- TASK GOAL
Repeat word for word the stretch of the post on what people are reading that starts at the words "There are two" and stops after "thus the question.".

- DOCUMENT SEGMENT
-------
Tuesday, June 16, 2009

"What Are You Reading?"

"What are you reading?"

The question recurs, as you might imagine in my line of work. I've been asked by coworkers in the breakroom, fellow passengers on the bus, customers who have mistaken the books I am pricing at the buying desk for books I'm reading. (Of course we none of us pause to read while working.) And I ask in turn. Knowing what is being read is knowing what might sell, to whom and why. Research, see? It is also just the politesse in a bookstore. Often as not, it is enough to ask to engage even some of the shyest souls who would otherwise go on strangers no matter how often we pass one another in the halls or ride silently up together on the freight. It is the most obvious question. Still a good one though.

And any answer is good. I have been shocked to find some of the most retiring, mild souls reading the most violent trash. I have, just as frequently, discovered the most seemingly unlikely readers of Joyce just this way, or Proust, or James. It is, as they say, all good. Recommendation is a part of the bookseller's job and not everyone encountered on the sales-floor will share my appreciation of the quaint village fictions of Angela Thirkell -- just to mention a "hard sell" I've been pointlessly pushing for years. (Honestly, she's quite good. Your dear old anglophile aunt will love them as I do, honest she will.) To make recommendations in a bookstore, the bookseller mayn't rely entirely, obviously, on his or her taste. One must have titles, lots and lots of titles, and authors otherwise unknown but at secondhand, to succeed at what we call in the trade, "hand-selling."

There are two schools of thought as to the meaning or origin of that phrase, at least as it is used in bookstores. Putting books, and lots of them, into the hands of one's customers is one thought. The other is more to do with handling the customers, though obviously not in an inappropriate way, rather figuratively kneading the information necessary to make a sale out of reluctant or shy customers. Both are right. But it does no good to get clues unless one has potentials solutions to hand. Waiters have "tasting menus" that teach them the new dishes being serves. Booksellers get advance reading copies of books not yet published. We read reviews. We kibitz. But the best way to add books into the pile to be placed before a customer is to know what others might recommend, thus the question.
-------
- SUPPLIED DATA
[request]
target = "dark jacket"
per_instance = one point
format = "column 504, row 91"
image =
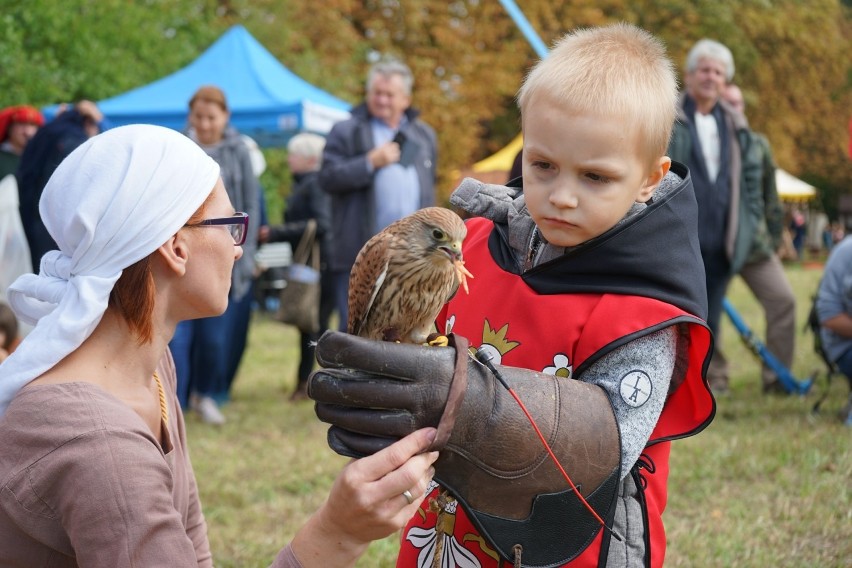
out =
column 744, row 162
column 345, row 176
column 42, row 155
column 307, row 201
-------
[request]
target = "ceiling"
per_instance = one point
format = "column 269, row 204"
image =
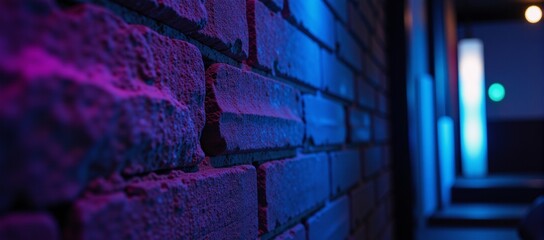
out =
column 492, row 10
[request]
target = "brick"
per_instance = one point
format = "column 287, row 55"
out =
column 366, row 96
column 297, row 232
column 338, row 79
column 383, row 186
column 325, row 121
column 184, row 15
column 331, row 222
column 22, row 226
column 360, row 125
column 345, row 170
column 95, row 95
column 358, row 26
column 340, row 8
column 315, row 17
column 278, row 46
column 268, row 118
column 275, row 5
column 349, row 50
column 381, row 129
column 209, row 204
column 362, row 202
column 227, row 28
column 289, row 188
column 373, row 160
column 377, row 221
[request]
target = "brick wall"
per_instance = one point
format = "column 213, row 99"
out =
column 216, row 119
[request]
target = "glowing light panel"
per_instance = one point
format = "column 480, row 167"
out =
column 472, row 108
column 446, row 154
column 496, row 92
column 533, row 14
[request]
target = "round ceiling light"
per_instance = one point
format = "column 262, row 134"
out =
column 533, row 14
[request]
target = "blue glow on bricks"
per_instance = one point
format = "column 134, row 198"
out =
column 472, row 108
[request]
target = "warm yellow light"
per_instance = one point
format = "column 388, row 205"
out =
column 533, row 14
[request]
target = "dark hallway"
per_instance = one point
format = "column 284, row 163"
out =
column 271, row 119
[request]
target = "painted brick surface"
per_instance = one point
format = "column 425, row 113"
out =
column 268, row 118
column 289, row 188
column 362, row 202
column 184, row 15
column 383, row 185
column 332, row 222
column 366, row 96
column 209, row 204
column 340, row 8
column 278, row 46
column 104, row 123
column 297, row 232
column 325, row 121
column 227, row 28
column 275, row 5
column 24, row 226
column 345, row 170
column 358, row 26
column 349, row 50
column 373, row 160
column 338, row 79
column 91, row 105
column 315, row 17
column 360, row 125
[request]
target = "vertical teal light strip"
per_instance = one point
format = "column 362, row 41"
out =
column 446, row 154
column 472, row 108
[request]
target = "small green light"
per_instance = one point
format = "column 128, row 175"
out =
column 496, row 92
-------
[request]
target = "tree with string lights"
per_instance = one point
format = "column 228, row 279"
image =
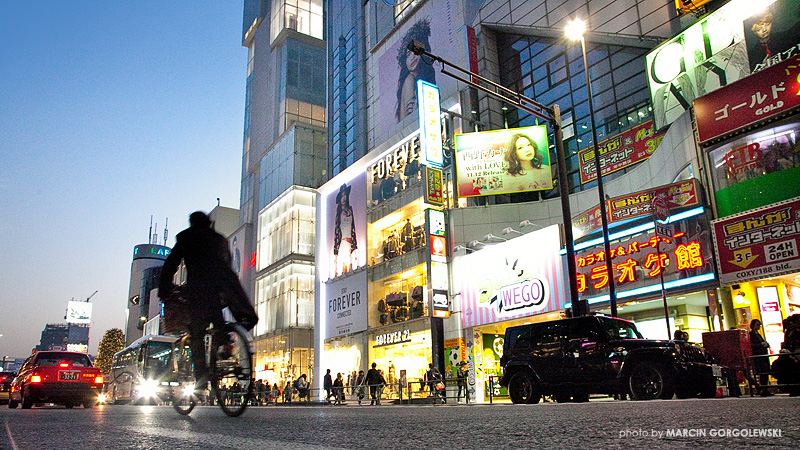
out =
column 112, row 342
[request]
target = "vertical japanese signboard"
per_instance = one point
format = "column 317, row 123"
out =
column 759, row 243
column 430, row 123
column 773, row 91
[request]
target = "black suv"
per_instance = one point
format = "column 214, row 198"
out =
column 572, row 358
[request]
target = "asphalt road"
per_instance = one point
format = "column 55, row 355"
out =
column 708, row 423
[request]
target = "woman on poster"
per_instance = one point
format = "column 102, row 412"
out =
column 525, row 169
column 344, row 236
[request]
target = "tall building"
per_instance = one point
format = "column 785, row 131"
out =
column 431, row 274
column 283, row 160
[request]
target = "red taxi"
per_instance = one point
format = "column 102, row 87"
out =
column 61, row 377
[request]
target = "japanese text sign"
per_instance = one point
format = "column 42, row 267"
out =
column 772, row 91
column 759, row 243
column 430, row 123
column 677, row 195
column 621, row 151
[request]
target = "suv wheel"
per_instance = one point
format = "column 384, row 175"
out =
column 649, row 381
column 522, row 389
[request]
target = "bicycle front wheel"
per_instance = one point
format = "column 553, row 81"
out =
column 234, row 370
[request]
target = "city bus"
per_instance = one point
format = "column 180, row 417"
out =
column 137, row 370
-------
- FINISHED ANSWER
There are two schools of thought as to the meaning or origin of that phrase, at least as it is used in bookstores. Putting books, and lots of them, into the hands of one's customers is one thought. The other is more to do with handling the customers, though obviously not in an inappropriate way, rather figuratively kneading the information necessary to make a sale out of reluctant or shy customers. Both are right. But it does no good to get clues unless one has potentials solutions to hand. Waiters have "tasting menus" that teach them the new dishes being serves. Booksellers get advance reading copies of books not yet published. We read reviews. We kibitz. But the best way to add books into the pile to be placed before a customer is to know what others might recommend, thus the question.